— 課題 1 —
下の読む抜粋にある「とても寂しくて、同時に悔しくも思いました。」という一文を英語に訳してください。

--------------------------------------------------

長岡さんのお話を偶然youtubeにあげられていた
TEDの動画で聞いた 現在18歳、大学一年生の男です。


長>はいはい。ナガオカです。
  18歳。若ー。うちのチビとの方が近いね。

  TEDね…。見てくれたのは嬉しいけど恥ずかしい。かなり。
  算数出来ないのバレてるし。



長岡さんが言っていた単位の価値を自分も持っていました。
しかし、周りに同じように話すと
「何を難しい事を言っているんだ。今が楽しければいいし
単位に価値なんかないだろ。寝てればもらえて、出席すればもらえる。
そして卒業して就職できる。それでいいじゃないか」

と似たような事を言われるのが多くなりました。

とても寂しくて、同時に悔しくも思いました。


長>まあね。でもね。
  なかなかキミみたいに思える18歳っていないんじゃないかな。

--------------------------------------------------

— 課題 2 —
下のデータ項目のうち、「Task: confirm every instance of the fingers」を含む行から始めて「[[117, 27]]」を含む行までを、両端の行も含め、指示の行ごと書き直してください。答えに示された座標の数値はすべて10ずつずらして各数値に10を足し、画像は省いてください。

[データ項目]
--------------------------------------------------

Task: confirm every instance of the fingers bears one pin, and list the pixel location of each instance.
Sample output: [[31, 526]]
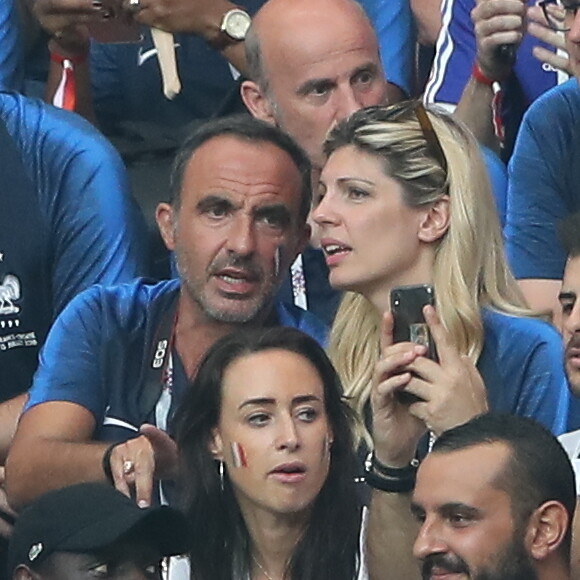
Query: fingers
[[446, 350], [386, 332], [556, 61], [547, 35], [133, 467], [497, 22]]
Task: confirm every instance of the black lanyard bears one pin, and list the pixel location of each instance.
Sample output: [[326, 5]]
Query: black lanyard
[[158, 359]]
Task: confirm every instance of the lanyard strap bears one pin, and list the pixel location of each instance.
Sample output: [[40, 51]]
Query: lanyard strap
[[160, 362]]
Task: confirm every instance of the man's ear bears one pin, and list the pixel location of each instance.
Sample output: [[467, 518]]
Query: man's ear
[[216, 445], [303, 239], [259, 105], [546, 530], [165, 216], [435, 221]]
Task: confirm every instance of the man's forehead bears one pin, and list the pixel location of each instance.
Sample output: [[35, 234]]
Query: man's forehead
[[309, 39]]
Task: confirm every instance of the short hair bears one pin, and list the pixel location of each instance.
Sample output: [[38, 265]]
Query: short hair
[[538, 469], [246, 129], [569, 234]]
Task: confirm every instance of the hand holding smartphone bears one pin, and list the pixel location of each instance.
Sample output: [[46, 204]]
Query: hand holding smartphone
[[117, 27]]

--------------------------------------------------

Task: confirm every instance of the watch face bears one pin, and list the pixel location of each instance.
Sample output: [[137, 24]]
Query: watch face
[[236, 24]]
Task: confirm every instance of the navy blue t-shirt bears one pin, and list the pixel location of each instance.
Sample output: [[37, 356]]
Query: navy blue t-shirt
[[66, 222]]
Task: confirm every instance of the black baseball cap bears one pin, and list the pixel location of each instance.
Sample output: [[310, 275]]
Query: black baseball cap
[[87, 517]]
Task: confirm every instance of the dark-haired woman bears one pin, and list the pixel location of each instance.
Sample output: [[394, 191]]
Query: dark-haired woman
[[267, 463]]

--------------------------------------------------

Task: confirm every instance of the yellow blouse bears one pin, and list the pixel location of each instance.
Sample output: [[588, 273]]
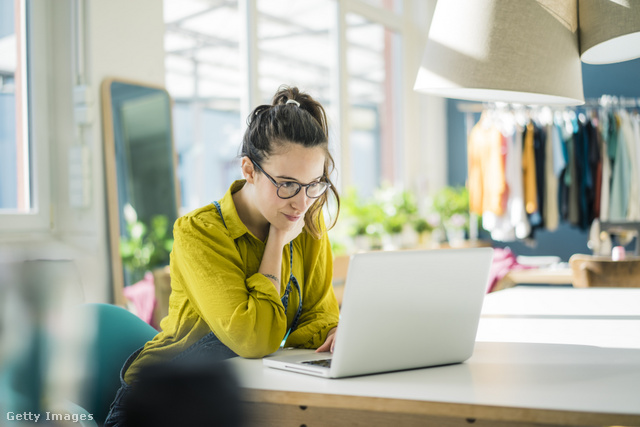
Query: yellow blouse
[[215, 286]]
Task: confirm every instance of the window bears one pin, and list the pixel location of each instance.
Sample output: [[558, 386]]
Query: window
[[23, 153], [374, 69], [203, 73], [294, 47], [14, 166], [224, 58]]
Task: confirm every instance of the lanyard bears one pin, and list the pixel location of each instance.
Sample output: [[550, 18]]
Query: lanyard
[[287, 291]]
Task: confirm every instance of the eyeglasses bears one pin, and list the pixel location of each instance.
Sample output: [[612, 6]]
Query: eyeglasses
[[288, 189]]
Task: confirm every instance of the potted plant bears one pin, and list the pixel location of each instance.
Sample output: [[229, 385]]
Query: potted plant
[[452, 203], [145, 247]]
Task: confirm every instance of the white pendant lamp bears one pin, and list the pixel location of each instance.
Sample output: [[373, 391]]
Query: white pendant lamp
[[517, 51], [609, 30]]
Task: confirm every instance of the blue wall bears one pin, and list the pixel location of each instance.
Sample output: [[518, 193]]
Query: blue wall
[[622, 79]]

--------------------------------------------------

— 正解 1 —
I felt very lonely, and at the same time I felt frustrated.

— 正解 2 —
Task: confirm every instance of the fingers bears one pin, and list the pixel location of each instance.
Sample output: [[31, 526]]
Query: fingers
[[456, 360], [396, 342], [566, 71], [557, 45], [143, 477], [507, 32]]
Task: confirm every instance of the black lanyard bears one pin, and list the pixel location of each instance.
Sample output: [[326, 5]]
Query: black lanyard
[[168, 369]]
Task: confirm every instance of the lanyard strap bears one pin, and list the pixel location of each instance.
Sample output: [[40, 51]]
Query: lanyard strap
[[170, 372]]
Task: confirm every instance of the man's ear bears one pin, and list the pixel location of each instance.
Sample output: [[467, 518]]
Query: man's ear
[[226, 455], [313, 249], [269, 115], [556, 540], [175, 226], [445, 231]]
Task: confirm every instance of the man's forehead bears one pin, and list the pixel location of each instance.
Sample output: [[35, 234]]
Query: man's forehead
[[319, 49]]
Task: confirm every instance of the short hair bears one pin, and list the pixel location of each instance.
Sample output: [[38, 265]]
Query: short hair
[[548, 479], [256, 139], [579, 244]]
Task: confirm every instance of the hand holding smartphone bears one pin, and list the pixel location of each instance.
Sample output: [[46, 204]]
Query: hand holding smartphone
[[127, 37]]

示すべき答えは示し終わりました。